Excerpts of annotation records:

# # # # # # #

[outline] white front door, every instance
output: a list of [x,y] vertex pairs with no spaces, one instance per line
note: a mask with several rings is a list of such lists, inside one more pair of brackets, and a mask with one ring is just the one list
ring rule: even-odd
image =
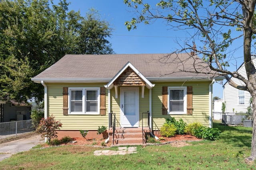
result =
[[139,126],[139,90],[138,88],[121,88],[120,100],[121,126]]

# # # # # # #

Set problem =>
Count the lines in the excerpts above that contain the string "list", with case taken into account. Give only the number.

Task answer =>
2